TASK 1 -
Answer the following from the FFTWGrid overview:
(a) With MPI, according to which coordinate are the grid cells divided among the tasks?
(b) For what purpose does the class hold the real and the Fourier grid in the same grid?
(c) Which header file does the overview name as the place to see all available methods?
TASK 2 -
Pick up the FFTWGrid overview after its final sentence and continue it in the same style.

TEXT UNDER STUDY -
━━━━━━

# Overview: FFTWGrid

The FFTWGrid class is a class for holding either a real or a Fourier grid in the same grid (to save memory) and to perform in-place Fourier transforms of the grid with FFTW. With MPI the grid cells are divided among the tasks accoring to their $x$ coordinate (see Figure 1 below). We also have the possibillity to allocate extra slices on the left and right of the local grid to keep boundary values from neighboring tasks that can be filled whenever we need it. This feature is very useful for several algorithms for example when we assign particles to the grid to create a density field and the kernel we use are broader than 1 grid cell (i.e. anything beyond Nearest-Grid-Point assignment) and when we want to compute derivatives of the grid.

See the headerfile FFTWGrid.h for all availiable methods and for how they are implemented. Below is an examples on how to use the grid which shows how to use it and some more info about the availiable methods.

━━━━━━

[Collected data]

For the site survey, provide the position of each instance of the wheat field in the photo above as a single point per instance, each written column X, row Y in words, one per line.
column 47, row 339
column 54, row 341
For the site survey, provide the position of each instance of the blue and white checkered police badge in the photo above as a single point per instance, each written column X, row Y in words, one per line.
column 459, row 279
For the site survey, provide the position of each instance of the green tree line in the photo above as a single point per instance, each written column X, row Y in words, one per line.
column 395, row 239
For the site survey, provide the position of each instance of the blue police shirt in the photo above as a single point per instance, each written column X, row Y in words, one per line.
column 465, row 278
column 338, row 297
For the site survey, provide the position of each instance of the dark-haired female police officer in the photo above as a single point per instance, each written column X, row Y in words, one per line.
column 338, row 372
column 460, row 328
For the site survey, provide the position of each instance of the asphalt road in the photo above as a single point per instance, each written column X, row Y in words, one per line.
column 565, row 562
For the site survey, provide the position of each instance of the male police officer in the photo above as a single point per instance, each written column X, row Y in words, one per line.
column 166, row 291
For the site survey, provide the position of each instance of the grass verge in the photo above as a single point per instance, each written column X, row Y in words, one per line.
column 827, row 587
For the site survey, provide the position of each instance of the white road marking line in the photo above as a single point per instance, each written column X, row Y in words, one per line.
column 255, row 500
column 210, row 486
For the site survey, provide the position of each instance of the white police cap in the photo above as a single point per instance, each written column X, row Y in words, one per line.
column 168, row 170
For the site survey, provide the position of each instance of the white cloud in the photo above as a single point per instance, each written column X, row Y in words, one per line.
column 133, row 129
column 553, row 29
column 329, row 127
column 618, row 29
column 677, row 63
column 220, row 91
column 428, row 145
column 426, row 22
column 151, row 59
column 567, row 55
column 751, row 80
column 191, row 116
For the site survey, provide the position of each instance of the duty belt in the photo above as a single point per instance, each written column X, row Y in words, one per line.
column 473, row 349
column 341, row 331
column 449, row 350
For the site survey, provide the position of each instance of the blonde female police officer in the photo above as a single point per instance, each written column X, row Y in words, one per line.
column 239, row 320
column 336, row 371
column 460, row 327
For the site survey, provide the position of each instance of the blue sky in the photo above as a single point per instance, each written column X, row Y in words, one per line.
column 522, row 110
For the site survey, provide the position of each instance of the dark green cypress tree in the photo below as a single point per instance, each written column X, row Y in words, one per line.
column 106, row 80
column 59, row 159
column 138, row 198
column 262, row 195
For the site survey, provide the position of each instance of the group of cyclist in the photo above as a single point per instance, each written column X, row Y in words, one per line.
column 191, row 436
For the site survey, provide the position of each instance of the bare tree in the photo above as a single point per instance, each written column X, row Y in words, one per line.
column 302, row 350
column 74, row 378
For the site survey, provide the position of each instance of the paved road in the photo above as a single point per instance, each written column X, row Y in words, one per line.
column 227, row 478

━━━━━━

FINAL ANSWER 1 -
(a) Their $x$ coordinate.
(b) To save memory.
(c) FFTWGrid.h.

FINAL ANSWER 2 -
# How the grid is structured

The grid is stored as a one dimensional array and the index of a real cell in the main grid is $i = iz + 2(N/2+1)(iy + N\cdot (ix + \ldots))$, i.e. the last coordinate runs first and we have some extra padding in the first dimension due to how FFTW works. The index of a fourier (a complex number) cell is $i = ikz + (N/2+1)(iky + N\cdot (ikx+\ldots))$. The $N/2+1$ is because a real-to-complex FFT nessesarily satisfies $f(k) = f^*(-k)$ so only the positive $k_z$ values are stored. This is only important if you want to do the loops over the grid yourself and not use the built in methods which takes care of this for you.

On a given task a cell will have local coordinates $(ix,iy,iz)$ where $ix\in[0,n_{x-\rm local})$ and $iy,iz\in[0,N)$. The relation between local and global coordinates are given by $ix_{\rm global} = n_{x-\rm start-local} + ix_{\rm local}$ (the other coords being the same). All methods asking for coord assume you give it local coordinates.

On top of the regular cells we have extra cells on the left and the right of the grid. These are for holding the value of cells on neighboring tasks and can be filled by running grid.communicate_boundaries(). The cells on the left can be accessed with local coordinates $ix=-1,-2,\ldots$ and so on and the cells on the right can be accessed with $ix = n_{x-\rm local}, \ldots$. The extra cells are laid out in memory as if they were normal cells.

Figure 1: Here we show the full grid. The red cells are the active cells belonging to a given task. The pink cells are extra left and right slices from the neighboring tasks that we also store.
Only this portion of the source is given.